WORK REQUIRED
When a line of the records contains "cactus", copy it.
** DATA TO USE follows **
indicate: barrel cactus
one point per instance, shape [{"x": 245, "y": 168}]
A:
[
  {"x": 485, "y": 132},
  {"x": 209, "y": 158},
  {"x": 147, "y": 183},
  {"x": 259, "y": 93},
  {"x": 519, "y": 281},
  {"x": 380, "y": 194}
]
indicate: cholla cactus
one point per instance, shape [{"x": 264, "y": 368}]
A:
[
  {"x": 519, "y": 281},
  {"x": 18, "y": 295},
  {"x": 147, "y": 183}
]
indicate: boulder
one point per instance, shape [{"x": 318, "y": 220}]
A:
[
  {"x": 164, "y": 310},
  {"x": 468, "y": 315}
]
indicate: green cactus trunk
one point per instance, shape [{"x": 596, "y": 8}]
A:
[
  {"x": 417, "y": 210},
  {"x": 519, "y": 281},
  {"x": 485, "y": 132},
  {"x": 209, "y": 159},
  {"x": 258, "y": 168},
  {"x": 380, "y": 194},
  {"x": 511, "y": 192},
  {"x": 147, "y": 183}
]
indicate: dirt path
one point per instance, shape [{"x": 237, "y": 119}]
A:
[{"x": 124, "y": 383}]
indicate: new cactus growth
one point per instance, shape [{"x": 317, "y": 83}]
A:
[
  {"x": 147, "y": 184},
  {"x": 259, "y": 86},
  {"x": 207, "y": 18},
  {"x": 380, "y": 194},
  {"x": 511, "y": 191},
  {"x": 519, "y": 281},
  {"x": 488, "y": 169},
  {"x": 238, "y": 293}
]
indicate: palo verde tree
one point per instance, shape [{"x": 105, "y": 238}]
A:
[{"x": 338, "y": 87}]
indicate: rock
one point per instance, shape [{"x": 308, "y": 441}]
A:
** End of DATA TO USE **
TASK OUTPUT
indicate: barrel cactus
indicate: cholla cactus
indicate: green cactus trunk
indicate: new cactus growth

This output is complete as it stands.